STATED GOAL 1 |
Answer these questions using the Google Cloud deployment guide, one line each:
(a) Which role must the account that runs Terraform have in the GCP project?
(b) Which two optional components can other deployment options include?
(c) Which command authenticates with GCP?
STATED GOAL 2 |
Carry on the Google Cloud deployment guide from where it stops.
-- start of GIVEN PASSAGE --
Skip to main content

GCP

We recommend the usage of the Terraform Module developed by Weights and Biases to deploy the W&B server on Google Cloud.

The module documentation is extensive and contains all available options that can be used. We will cover some deployment options in this document.

Before you start, we recommend you choose one of the remote backends available for Terraform to store the State File.

The State File is the necessary resource to roll out upgrades or make changes in your deployment without recreating all components.

The Terraform Module will deploy the following mandatory components:

  • VPC
  • Cloud SQL for MySQL
  • Cloud Storage Bucket
  • Google Kubernetes Engine
  • KMS Crypto Key
  • Load Balancer

Other deployment options can also include the following optional components:

  • Memory store for Redis
  • Pub/Sub messages system

Pre-requisite permissions

The account that will run the terraform need to have the role roles/owner in the GCP project used.

General steps

The steps on this topic are common for any deployment option covered by this documentation.

  1. Prepare the development environment.

    • Install Terraform
    • We recommend creating a Git repository with the code that will be used, but you can keep your files locally.
    • Create a project in Google Cloud Console
    • Authenticate with GCP (make sure to install gcloud before) gcloud auth application-default login
  2. Create the terraform.tfvars file.

    The tvfars file content can be customized according to the installation type, but the minimum recommended will look like the example below.

    project_id  = "wandb-project"
    region = "europe-west2"
    zone = "europe-west2-a"
    namespace = "wandb"
    license = "xxxxxxxxxxyyyyyyyyyyyzzzzzzz"
    subdomain = "wandb-gcp"
    domain_name = "wandb.ml"

    The variables defined here need to be decided before the deployment because. The namespace variable will be a string that will prefix all resources created by Terraform.
-- end of GIVEN PASSAGE --
-- start of DATA --
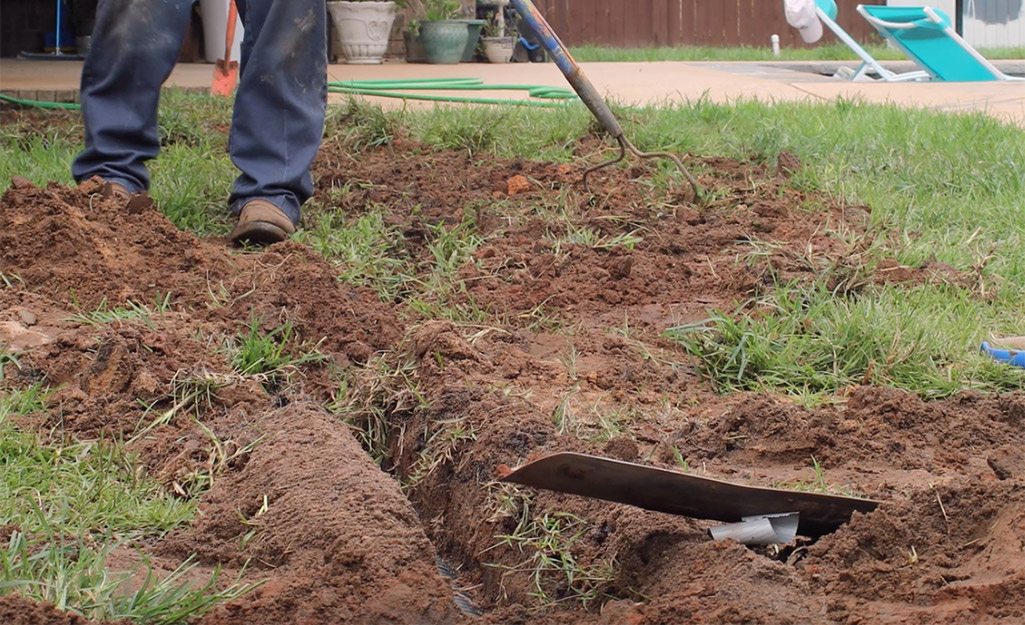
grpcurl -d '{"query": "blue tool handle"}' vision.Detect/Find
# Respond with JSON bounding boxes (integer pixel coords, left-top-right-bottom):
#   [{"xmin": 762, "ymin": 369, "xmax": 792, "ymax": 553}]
-- end of DATA --
TASK RESULT 1 |
(a) roles/owner
(b) Memory store for Redis and the Pub/Sub messages system
(c) gcloud auth application-default login

TASK RESULT 2 |
    The combination of subdomain and domain will form the FQDN that W&B will be configured. In the example above, the W&B FQDN will be wandb-gcp.wandb.ml

  1. Create the file variables.tf

    For every option configured in the terraform.tfvars Terraform requires a correspondent variable declaration.

    variable "project_id" {
    type = string
    description = "Project ID"
    }

    variable "region" {
    type = string
    description = "Google region"
    }

    variable "zone" {
    type = string
    description = "Google zone"
    }

    variable "namespace" {
    type = string
    description = "Namespace prefix used for resources"
    }

    variable "domain_name" {
    type = string
    description = "Domain name for accessing the Weights & Biases UI."
    }

    variable "subdomain" {
    type = string
    description = "Subdomain for access the Weights & Biases UI."
    }

    variable "license" {
    type = string
    description = "W&B License"
    }

This is the most straightforward deployment option configuration that will create all Mandatory components and install in the Kubernetes Cluster the latest version of W&B.

  1. Create the main.tf

    In the same directory where you created the files in the General Steps, create a file main.tf with the following content:

    provider "google" {
    project = var.project_id
    region = var.region
    zone = var.zone
    }

    provider "google-beta" {
    project = var.project_id
    region = var.reguion
    zone = var.zone
    }

    data "google_client_config" "current" {}

    provider "kubernetes" {
    host = "https://${module.wandb.cluster_endpoint}"
    cluster_ca_certificate = base64decode(module.wandb.cluster_ca_certificate)
    token = data.google_client_config.current.access_token
    }

    # Spin up all required services
    module "wandb" {
    source = "wandb/wandb/google"
    version = "~> 1.0"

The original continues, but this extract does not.